>>

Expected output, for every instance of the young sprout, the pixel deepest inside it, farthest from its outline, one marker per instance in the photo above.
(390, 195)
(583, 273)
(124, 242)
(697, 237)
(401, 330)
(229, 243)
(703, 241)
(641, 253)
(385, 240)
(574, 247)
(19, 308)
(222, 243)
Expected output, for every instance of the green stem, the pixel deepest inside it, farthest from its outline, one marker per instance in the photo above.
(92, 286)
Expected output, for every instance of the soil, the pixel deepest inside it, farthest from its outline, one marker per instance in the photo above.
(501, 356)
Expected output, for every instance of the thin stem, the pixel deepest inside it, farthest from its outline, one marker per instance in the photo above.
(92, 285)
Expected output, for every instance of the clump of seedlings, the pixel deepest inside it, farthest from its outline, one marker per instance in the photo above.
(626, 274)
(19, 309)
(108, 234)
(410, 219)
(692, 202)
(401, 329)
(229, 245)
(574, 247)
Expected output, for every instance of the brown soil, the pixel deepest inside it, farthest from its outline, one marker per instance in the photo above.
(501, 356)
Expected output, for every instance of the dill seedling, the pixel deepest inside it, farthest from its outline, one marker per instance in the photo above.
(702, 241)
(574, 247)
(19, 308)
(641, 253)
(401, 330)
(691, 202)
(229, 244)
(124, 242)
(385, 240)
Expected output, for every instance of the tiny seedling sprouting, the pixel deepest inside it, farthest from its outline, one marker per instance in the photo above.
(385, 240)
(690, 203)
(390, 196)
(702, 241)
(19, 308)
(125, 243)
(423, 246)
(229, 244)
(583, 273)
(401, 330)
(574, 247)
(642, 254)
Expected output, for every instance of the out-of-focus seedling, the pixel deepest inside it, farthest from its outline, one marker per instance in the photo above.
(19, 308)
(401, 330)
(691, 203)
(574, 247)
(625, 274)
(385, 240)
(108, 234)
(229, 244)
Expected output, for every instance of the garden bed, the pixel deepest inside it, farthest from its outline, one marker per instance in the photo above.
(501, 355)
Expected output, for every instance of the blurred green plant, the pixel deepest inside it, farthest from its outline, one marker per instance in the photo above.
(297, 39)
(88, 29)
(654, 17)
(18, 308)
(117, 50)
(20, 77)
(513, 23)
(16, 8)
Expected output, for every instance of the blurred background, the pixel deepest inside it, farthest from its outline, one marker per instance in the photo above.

<<

Rewrite the data above, replacing every "marker" with "point" and keeping everything else the same.

Expected output, for every instance of the young sprout, the pixel deepest inside it, farthest from its outline, one point per instance in the photo above.
(390, 195)
(583, 273)
(124, 242)
(697, 237)
(401, 330)
(229, 243)
(703, 241)
(641, 253)
(385, 240)
(574, 247)
(19, 308)
(222, 243)
Expected output, for every instance of the green stem, the pixel deepest inside it, farthest from its outline, one point per instance in the photo above.
(92, 286)
Expected output, for every instance of the soil, the pixel deepest inside it, farthest from its outline, one point per instance in the photo above.
(501, 356)
Expected output, for every instance of the thin stem, the pixel deepest inside it, farthest from its outline, one point per instance in the photo above.
(92, 285)
Expected output, for every instance of the clump of seedlings, the pixel deepest inside it, farthest from its outline, one point per instance in the photo above.
(626, 274)
(19, 309)
(108, 234)
(410, 219)
(692, 202)
(401, 329)
(229, 245)
(574, 247)
Expected output, for every instance of the brown soil, the pixel deepest inside it, farthest from its outline, one point per instance in the photo above.
(501, 356)
Expected output, for every instance of the dill seedling, the pixel deepest inside it, farthest from its outline, one point per instance in the photo above.
(702, 241)
(574, 247)
(19, 308)
(641, 253)
(401, 330)
(691, 202)
(229, 244)
(124, 242)
(385, 240)
Expected output, for every instance of the tiny seedling sprouting, the pixel deepest inside it, farthest from its outline, one point per instance in the photo above.
(385, 240)
(690, 203)
(390, 196)
(702, 241)
(19, 308)
(125, 243)
(423, 246)
(229, 244)
(583, 273)
(401, 330)
(574, 247)
(642, 254)
Expected output, for every instance of the out-of-focus seedling, the pixel deepest inside it, farthest from its outline, one point per instance in the photo above.
(19, 308)
(401, 330)
(691, 203)
(574, 247)
(625, 274)
(385, 240)
(108, 234)
(229, 244)
Expected output, for every instance of the garden bed, the pixel deepest inside it, farthest from its outline, one point per instance in the photo above.
(501, 355)
Expected output, for every instance of the blurred green plant, the pixel deepest inside it, farthest from its outline, one point per instance in the photo above.
(297, 39)
(88, 29)
(654, 17)
(18, 308)
(117, 50)
(20, 77)
(513, 23)
(16, 8)
Expected output, for every instance of the blurred background, the pixel deepest inside it, farthest from its outline, one point per instance in the photo above.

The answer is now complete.